**Stored items:**
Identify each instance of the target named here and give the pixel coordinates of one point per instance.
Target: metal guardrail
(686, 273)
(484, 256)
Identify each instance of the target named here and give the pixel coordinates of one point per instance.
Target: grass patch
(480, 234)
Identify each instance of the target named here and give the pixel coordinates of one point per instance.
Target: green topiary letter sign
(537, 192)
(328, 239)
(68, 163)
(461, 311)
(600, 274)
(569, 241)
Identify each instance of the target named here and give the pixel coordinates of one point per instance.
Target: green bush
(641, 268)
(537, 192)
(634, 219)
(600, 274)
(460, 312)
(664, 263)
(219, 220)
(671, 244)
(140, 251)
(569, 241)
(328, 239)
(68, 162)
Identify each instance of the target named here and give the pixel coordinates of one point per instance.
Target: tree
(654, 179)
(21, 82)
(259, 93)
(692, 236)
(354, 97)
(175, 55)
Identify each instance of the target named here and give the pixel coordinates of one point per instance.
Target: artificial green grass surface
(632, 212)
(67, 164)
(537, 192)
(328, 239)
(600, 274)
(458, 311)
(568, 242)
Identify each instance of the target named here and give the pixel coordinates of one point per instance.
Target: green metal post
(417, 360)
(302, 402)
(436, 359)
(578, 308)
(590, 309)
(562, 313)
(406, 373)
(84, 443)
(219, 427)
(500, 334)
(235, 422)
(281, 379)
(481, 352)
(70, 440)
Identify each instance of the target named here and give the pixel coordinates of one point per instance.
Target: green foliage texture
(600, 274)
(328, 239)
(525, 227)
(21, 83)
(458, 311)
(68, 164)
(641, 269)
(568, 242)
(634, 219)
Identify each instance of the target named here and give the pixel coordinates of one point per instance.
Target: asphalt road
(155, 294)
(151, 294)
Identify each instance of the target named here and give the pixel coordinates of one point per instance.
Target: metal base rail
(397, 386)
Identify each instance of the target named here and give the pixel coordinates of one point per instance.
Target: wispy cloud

**TASK DETAILS:**
From the first line to the last, repeat the records exactly.

**TASK OUTPUT:**
Identify each instance of the target named here and give the pixel coordinates of one point per instance.
Target: metal guardrail
(686, 273)
(484, 256)
Identify each instance of the target named here and give the pixel coordinates of one point per instance.
Target: grass patch
(480, 234)
Identify each instance of the target named here and give the pixel coordinates of one point per instance.
Target: green topiary letter sign
(537, 192)
(328, 239)
(68, 163)
(461, 311)
(600, 274)
(569, 241)
Identify each instance of the target named here and give the pixel coordinates of one point per instance.
Target: green bush
(641, 268)
(537, 192)
(634, 219)
(600, 274)
(460, 312)
(664, 263)
(219, 220)
(671, 244)
(140, 251)
(569, 241)
(328, 239)
(68, 162)
Identify each instance of the target named here and give the pixel coordinates of one point per instance.
Target: tree
(654, 179)
(21, 82)
(259, 93)
(692, 236)
(354, 97)
(175, 55)
Identify each instance of the target named here and give the pixel coordinates of one point per instance.
Target: artificial green grass surface
(632, 212)
(67, 164)
(537, 192)
(328, 239)
(600, 274)
(458, 311)
(568, 242)
Identify each instance of the target named here and give the pixel coordinates of one point per instance.
Target: green metal post
(417, 360)
(302, 402)
(436, 359)
(578, 308)
(590, 309)
(562, 313)
(406, 373)
(84, 443)
(219, 427)
(500, 334)
(235, 422)
(281, 379)
(481, 352)
(70, 440)
Identify each instance of the target named here and give the pixel coordinates of one point per instance.
Target: green foliage texture
(600, 274)
(328, 239)
(525, 227)
(21, 83)
(458, 311)
(68, 164)
(641, 269)
(568, 242)
(634, 219)
Identify each instance of the target named here and give the pixel coordinates of one point per instance.
Target: asphalt road
(155, 294)
(151, 294)
Identify each instance of the target named here and give the pixel coordinates of one point per instance.
Target: metal base rail
(397, 386)
Identify each instance of the target named here and give the pixel coordinates of one point per instance.
Target: wispy cloud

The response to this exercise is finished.